Trecho selecionado
★ ★ ★ ★ ★

Liu não queria pagar por uma cirurgia extra, embora seu médico insistisse que era essencial. Mas ele estava deitado na mesa de operação havia uma hora e a anestesia em seus órgãos genitais começava a perder o efeito.

Enquanto isso, o médico tinha Liu lá onde ele queria, recusando-se a completar a circuncisão a menos que ele concordasse em desembolsar milhares de dólares por procedimentos adicionais.

As pressões no meio de cirurgias eram apenas uma maneira de a equipe médica do hospital de saúde masculina de Ouya, uma clínica privada no noroeste da China, convencer centenas de pacientes a comprar tratamentos caros e desnecessários, obtendo milhões de dólares em receitas ilegais.

médicos em uma sala de cirurgia
Médicos realizam cirurgia em hospital na província de Shaanxi, no noroeste da China - Zhang Yinan - 20.jan.2019/Xinhua

Encorajado pela regulamentação frouxa e protegido por uma rede de autoridades corruptas, o hospital cometeu fraudes sanitárias descaradas durante quatro anos, em um escândalo que lembrou o clamor público contra clínicas privadas inescrupulosas vários anos atrás.

Especialistas disseram que o escândalo do hospital de Ouya mostra como a tênue abordagem chinesa à regulamentação dos provedores de serviços de saúde famintos por lucros continua apresentando perigos ao público, num momento em que o número de hospitais privados cresce rapidamente no país.

Falsos médicos e enfermeiras

Com seu saguão de mármore e funcionários em uniformes brancos engomados, o Ouya se parece com as dezenas de milhares de hospitais privados que surgiram por toda a China nos últimos anos.

★ ★ ★ ★ ★

Dados extraídos de uma coleção
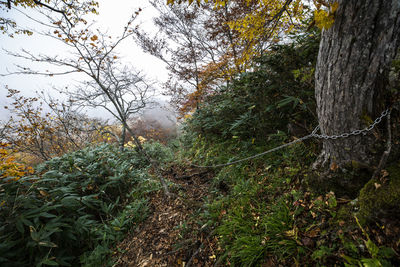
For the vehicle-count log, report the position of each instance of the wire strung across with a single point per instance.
(313, 134)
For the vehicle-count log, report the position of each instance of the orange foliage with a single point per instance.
(9, 168)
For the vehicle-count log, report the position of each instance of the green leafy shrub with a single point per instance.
(277, 92)
(74, 209)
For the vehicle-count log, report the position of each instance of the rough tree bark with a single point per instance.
(351, 76)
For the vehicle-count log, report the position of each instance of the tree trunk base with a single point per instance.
(345, 181)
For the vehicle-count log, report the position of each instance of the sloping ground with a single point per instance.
(161, 240)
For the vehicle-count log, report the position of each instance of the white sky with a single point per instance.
(112, 18)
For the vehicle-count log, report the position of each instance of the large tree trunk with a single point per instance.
(351, 76)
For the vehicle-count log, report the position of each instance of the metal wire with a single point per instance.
(312, 134)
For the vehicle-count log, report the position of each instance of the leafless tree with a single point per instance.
(108, 84)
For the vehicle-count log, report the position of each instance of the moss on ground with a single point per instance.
(380, 197)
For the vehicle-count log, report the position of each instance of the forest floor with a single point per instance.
(161, 240)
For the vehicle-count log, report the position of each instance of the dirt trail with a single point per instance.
(171, 235)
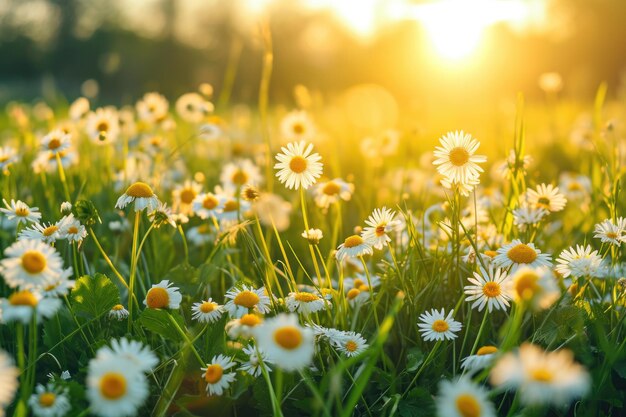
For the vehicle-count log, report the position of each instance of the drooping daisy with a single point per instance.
(546, 197)
(435, 325)
(49, 401)
(463, 398)
(20, 212)
(297, 166)
(118, 312)
(353, 247)
(608, 232)
(379, 223)
(30, 264)
(141, 194)
(329, 192)
(483, 358)
(162, 295)
(115, 387)
(541, 377)
(535, 287)
(517, 254)
(8, 381)
(286, 343)
(207, 311)
(455, 158)
(242, 300)
(21, 305)
(305, 303)
(488, 289)
(216, 379)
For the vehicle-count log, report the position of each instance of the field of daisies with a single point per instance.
(173, 258)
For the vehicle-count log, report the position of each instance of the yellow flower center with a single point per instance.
(491, 289)
(49, 231)
(522, 254)
(288, 337)
(250, 320)
(113, 385)
(23, 298)
(440, 326)
(207, 307)
(331, 188)
(459, 156)
(47, 399)
(298, 164)
(486, 350)
(305, 297)
(246, 299)
(467, 406)
(139, 189)
(33, 262)
(352, 241)
(187, 195)
(213, 373)
(157, 297)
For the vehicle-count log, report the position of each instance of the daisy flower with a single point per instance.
(329, 192)
(161, 295)
(297, 166)
(30, 264)
(379, 223)
(8, 380)
(608, 232)
(455, 158)
(435, 325)
(21, 305)
(207, 311)
(242, 300)
(118, 312)
(541, 377)
(286, 343)
(141, 194)
(305, 303)
(256, 358)
(546, 197)
(487, 289)
(20, 211)
(353, 247)
(517, 254)
(48, 401)
(483, 358)
(579, 262)
(463, 398)
(115, 387)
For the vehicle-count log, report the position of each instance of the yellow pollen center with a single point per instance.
(250, 320)
(288, 337)
(157, 297)
(305, 297)
(113, 385)
(491, 289)
(246, 299)
(467, 406)
(23, 298)
(140, 189)
(486, 350)
(352, 241)
(459, 156)
(213, 373)
(298, 164)
(521, 254)
(440, 326)
(47, 399)
(33, 262)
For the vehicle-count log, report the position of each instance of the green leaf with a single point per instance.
(93, 296)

★ ★ ★ ★ ★

Problema A
Segundo o trecho sobre o hospital de Ouya, durante quanto tempo o hospital cometeu fraudes sanitárias?
Problema B
Dê continuidade ao trecho sobre o hospital de Ouya a partir da última frase apresentada.
As linhas não são necessárias aqui.

Campo de resposta A
Durante quatro anos.

Campo de resposta B
A instalação de 200 leitos em Yinchuan, capital da região autônoma de Ningxia Hui, foi inaugurada em 2015 e oferecia tratamento para problemas masculinos, como doenças sexualmente transmissíveis e infertilidade.

Mas por trás da fachada impecável espreitava uma operação fraudulenta, como mostram registros judiciais e reportagens na mídia. Para atrair clientes, o departamento de comunicação do hospital publicava falsos anúncios online e usava a otimização das máquinas de buscas para garantir que mais pessoas os vissem, segundo um relatório recente da revista China Comment, afiliada à agência de notícias estatal Xinhua.

Posando como profissionais de medicina, a equipe do departamento fazia bate-papos online com clientes prospectivos, usando roteiros bem ensaiados para avaliar suas queixas de saúde, identidades e rendimentos antes de encorajá-los a buscar tratamento na clínica.

Uma vez lá, funcionários que se apresentavam como médicos ou enfermeiras recebiam os pacientes para consultas. Muitas vezes isso era um golpe: uma investigação posterior descobriu que 42 de 77 desses funcionários não faziam parte do banco de dados oficial de profissionais médicos qualificados, e a maioria dos que constavam estavam registrados em outros hospitais, segundo a reportagem.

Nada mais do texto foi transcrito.